Stored data.
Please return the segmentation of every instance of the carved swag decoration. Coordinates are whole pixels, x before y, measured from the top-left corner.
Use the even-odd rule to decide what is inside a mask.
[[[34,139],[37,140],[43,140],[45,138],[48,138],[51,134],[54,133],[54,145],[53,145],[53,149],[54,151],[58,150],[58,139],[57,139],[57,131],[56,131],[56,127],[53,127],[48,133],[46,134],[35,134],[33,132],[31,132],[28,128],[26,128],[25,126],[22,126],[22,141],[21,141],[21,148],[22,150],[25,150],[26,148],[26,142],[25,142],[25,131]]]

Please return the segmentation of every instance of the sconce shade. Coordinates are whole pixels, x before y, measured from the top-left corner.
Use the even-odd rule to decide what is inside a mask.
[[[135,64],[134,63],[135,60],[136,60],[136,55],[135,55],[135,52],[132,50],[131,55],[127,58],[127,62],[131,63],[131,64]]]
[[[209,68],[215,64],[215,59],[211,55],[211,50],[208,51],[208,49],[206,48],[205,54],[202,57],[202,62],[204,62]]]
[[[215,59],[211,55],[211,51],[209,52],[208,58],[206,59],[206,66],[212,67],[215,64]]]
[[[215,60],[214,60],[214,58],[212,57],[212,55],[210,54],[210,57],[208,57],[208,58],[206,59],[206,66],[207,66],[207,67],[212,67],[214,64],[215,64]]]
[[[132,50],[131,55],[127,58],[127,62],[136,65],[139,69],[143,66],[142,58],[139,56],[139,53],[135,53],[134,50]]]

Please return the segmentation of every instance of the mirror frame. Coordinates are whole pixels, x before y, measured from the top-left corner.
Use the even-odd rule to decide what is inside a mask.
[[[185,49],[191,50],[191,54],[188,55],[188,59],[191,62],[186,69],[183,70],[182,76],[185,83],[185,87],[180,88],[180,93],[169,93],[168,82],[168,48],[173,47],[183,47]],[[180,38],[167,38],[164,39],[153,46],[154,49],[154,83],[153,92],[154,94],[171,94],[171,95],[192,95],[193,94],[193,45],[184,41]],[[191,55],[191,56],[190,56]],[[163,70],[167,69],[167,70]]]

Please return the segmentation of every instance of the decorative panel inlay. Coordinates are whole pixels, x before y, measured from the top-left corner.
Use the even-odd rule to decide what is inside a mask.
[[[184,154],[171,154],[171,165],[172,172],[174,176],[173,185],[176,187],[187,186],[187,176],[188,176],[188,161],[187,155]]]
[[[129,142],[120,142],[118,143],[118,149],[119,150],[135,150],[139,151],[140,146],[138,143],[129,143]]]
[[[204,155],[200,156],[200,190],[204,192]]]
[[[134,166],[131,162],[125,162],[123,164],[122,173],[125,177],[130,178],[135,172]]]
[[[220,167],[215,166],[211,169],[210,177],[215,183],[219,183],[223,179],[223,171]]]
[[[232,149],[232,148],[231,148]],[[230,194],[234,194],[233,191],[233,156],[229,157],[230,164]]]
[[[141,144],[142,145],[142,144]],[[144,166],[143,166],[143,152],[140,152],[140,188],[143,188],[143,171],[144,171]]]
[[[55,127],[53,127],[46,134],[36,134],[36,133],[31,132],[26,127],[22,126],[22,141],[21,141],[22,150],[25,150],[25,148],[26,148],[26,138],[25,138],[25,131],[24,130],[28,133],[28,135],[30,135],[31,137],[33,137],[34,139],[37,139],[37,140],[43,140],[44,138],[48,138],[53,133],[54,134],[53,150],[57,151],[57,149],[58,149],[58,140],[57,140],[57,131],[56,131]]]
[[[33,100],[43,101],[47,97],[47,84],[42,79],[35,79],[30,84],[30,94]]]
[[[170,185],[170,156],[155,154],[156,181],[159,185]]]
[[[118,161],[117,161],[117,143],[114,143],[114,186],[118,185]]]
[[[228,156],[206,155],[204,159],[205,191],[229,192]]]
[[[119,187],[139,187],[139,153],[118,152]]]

Task prompt.
Take the lines above from the one containing "Please return the segmentation of every instance of the mirror" to the one containing "of the decorative" and retype them exactly, both ends included, with nothing added.

Finished task.
Please return the segmentation of every instance of the mirror frame. Coordinates are whole pixels, x before y, measured from the top-left corner.
Use the even-odd rule to decide what is inside a mask.
[[[185,49],[191,50],[191,54],[188,55],[188,59],[191,62],[186,69],[183,70],[182,76],[185,83],[185,87],[180,88],[180,93],[169,93],[168,82],[168,48],[173,47],[183,47]],[[180,38],[167,38],[164,39],[153,46],[154,49],[154,83],[153,92],[154,94],[171,94],[171,95],[192,95],[193,94],[193,45],[184,41]],[[191,55],[191,56],[190,56]],[[163,70],[167,69],[167,70]]]

Please return the segmentation of every instance of the decorative panel inlay. Coordinates are whole pixels, x before y, measured from the top-left corner.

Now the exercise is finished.